## TASKS TO COMPLETE
- A) In the forum thread, what tool is credited with solving the problem of HTML representation?
- B) Reproduce everything in the forum thread from "by Michael Gage" down to "fits into this.".

## DOCUMENT SECTION
§
Features & Development

Do we still need separate pdf output or can we print adequate hardcopy from HTML?

Do we still need separate pdf output or can we print adequate hardcopy from HTML?

by Michael Gage -
Number of replies: 14

I wanted to move this conversation about pdf output from private email into a group discussion. -- Mike



On Jul 14, 2020, at 10:50 PM, Paul Pearson <pearsonp@hope.edu> wrote:

Hi all,

For accessibility reasons, would you consider dropping pdf hardcopy rendering or finding a way to generate accessible pdfs?  If pdf hardcopy is dropped, it could be replaced by an option to render all problems in a homework set on a single html page (which could then be printed to a pdf file or to paper).  If pdf hardcopy were dropped, it would make some aspects of problem authoring easier (specifically, interactive html features could be used without needing to come up with a way to mirror them in pdf mode).  I'm not an accessibility expert, so please speak up if there's something better or if my approach is wrong.  Also, I don't know how pretext fits into this.

Best regards,
Paul Pearson
-----------------------

Hi Paul,


I think I’ll move this conversation to the forums if that is ok so we can get more input.  Historically the pdf output was there because HTML representation was problematic, to say the least.  MathJax has solved that problem so  I agree it is worth rethinking 
what output options we make available.  As an interim measure I’d suggest experimenting with providing easy production of hardcopy from html along the lines you suggest.  I think one could do this while leaving the pdf output channel in place.  If the hardcopy production from html is adequate then we can faze out the pdf channel.
§
## MATERIAL PROVIDED
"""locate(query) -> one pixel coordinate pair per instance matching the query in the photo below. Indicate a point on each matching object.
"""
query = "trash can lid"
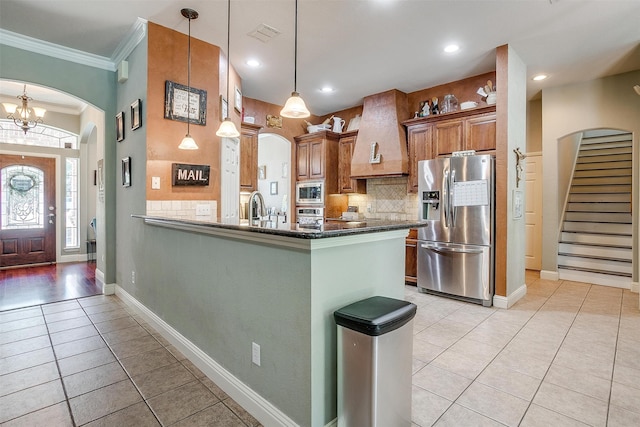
(376, 315)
§
## FINAL ANSWERS
- A) MathJax.

- B)
by Michael Gage -
Number of replies: 14

I wanted to move this conversation about pdf output from private email into a group discussion. -- Mike



On Jul 14, 2020, at 10:50 PM, Paul Pearson <pearsonp@hope.edu> wrote:

Hi all,

For accessibility reasons, would you consider dropping pdf hardcopy rendering or finding a way to generate accessible pdfs?  If pdf hardcopy is dropped, it could be replaced by an option to render all problems in a homework set on a single html page (which could then be printed to a pdf file or to paper).  If pdf hardcopy were dropped, it would make some aspects of problem authoring easier (specifically, interactive html features could be used without needing to come up with a way to mirror them in pdf mode).  I'm not an accessibility expert, so please speak up if there's something better or if my approach is wrong.  Also, I don't know how pretext fits into this.